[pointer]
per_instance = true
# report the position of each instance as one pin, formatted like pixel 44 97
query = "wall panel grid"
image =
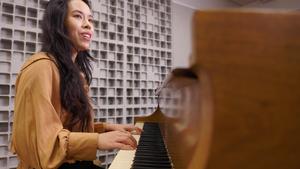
pixel 132 47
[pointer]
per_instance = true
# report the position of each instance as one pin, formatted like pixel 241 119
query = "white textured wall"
pixel 181 33
pixel 182 12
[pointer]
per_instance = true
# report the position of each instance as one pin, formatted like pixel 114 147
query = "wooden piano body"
pixel 238 105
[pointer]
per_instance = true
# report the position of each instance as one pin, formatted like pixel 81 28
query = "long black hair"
pixel 55 41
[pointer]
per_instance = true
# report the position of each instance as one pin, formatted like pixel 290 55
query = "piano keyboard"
pixel 150 153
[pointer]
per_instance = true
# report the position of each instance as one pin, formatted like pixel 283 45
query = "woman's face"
pixel 79 23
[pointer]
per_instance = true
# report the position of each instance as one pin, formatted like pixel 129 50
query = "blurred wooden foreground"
pixel 243 109
pixel 238 105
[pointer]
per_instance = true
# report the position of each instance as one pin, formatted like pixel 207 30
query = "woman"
pixel 53 120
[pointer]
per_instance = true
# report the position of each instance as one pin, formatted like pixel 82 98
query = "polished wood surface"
pixel 237 106
pixel 253 61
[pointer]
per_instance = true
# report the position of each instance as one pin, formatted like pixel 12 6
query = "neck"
pixel 74 54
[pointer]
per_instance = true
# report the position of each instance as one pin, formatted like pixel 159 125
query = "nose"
pixel 87 24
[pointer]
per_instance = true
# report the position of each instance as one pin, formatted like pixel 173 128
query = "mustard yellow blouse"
pixel 38 137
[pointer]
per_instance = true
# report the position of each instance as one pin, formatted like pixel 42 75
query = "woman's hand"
pixel 123 127
pixel 116 140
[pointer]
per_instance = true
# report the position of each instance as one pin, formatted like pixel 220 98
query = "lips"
pixel 87 36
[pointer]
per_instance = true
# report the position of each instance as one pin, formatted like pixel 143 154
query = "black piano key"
pixel 151 152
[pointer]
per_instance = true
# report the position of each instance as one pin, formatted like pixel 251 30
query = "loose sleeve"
pixel 38 135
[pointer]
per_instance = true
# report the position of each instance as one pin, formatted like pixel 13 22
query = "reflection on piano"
pixel 237 106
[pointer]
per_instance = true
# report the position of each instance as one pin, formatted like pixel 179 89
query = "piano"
pixel 236 106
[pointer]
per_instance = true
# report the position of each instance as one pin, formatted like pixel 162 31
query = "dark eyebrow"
pixel 90 15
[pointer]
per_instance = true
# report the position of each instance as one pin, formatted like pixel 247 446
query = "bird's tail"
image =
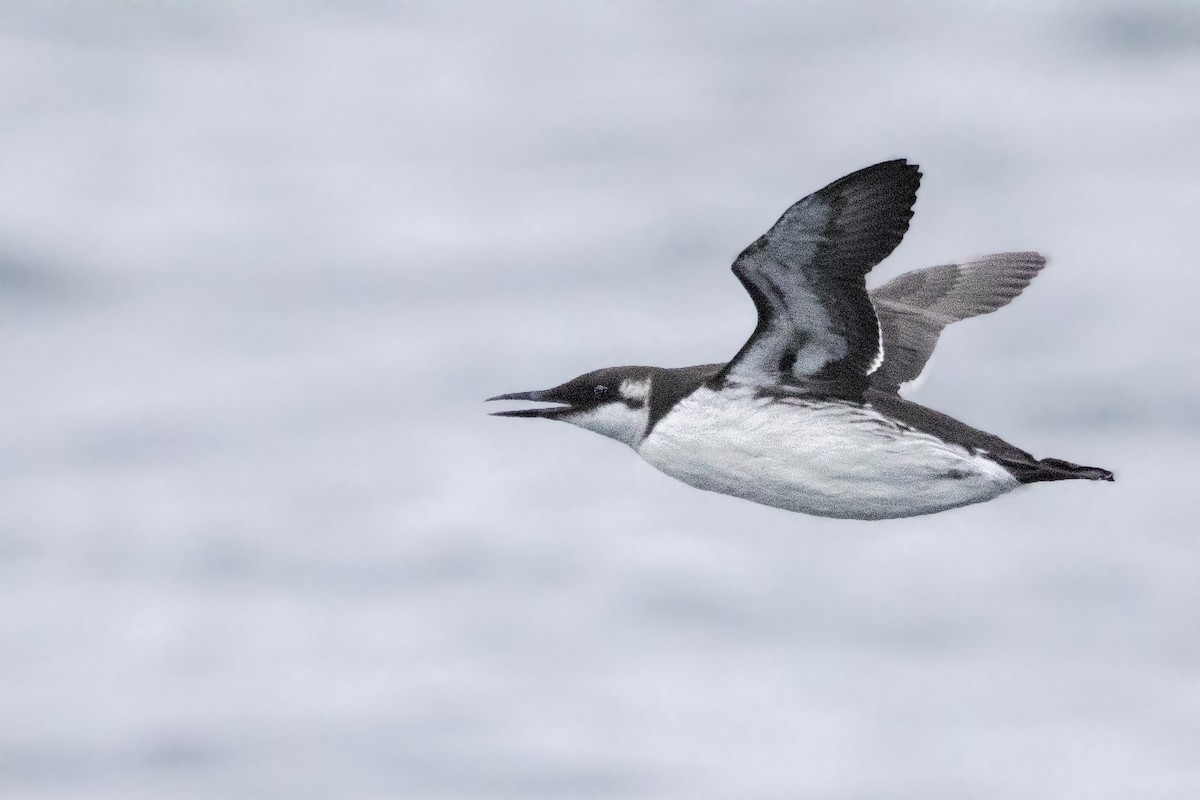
====================
▶ _Task instructions_
Please find each line in the records that contains the word "piano" and copy those lines out.

▶ _Complete answer_
query = "wooden piano body"
query = "piano keyboard"
query = "black piano key"
query = "reflection on piano"
query = "piano"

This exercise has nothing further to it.